WRITTEN PROBLEM: Reproduce verbatim only the stretch of the data below from the line containing "Q. Point out the grey" through the line containing "pixel 285 357", including both of those lines.

AVAILABLE RECORDS:
• • • •

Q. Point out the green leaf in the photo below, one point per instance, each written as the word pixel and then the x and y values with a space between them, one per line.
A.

• • • •

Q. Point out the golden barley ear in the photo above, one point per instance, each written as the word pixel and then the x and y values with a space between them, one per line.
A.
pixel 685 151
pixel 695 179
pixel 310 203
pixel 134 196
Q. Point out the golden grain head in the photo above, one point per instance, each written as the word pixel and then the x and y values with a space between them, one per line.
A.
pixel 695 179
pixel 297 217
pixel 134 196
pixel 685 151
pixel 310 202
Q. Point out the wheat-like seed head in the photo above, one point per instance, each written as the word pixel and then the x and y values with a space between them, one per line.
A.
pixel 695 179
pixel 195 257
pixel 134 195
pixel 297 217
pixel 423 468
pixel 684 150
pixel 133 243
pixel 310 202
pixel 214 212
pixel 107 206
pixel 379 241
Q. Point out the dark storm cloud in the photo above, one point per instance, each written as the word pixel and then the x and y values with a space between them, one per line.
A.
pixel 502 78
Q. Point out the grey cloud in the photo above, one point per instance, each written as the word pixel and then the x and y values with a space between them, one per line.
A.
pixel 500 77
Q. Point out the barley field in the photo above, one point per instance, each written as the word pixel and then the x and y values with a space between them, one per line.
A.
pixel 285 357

• • • •

TASK RESULT:
Q. Point out the grey cloud in the photo above, one point per instance, each written as the word pixel and then the x and y values with a space between them, one per line.
A.
pixel 500 77
Q. Point out the barley field in the photo above, one point per instance, each written as the word pixel and then the x and y values with a space between them, one per line.
A.
pixel 285 357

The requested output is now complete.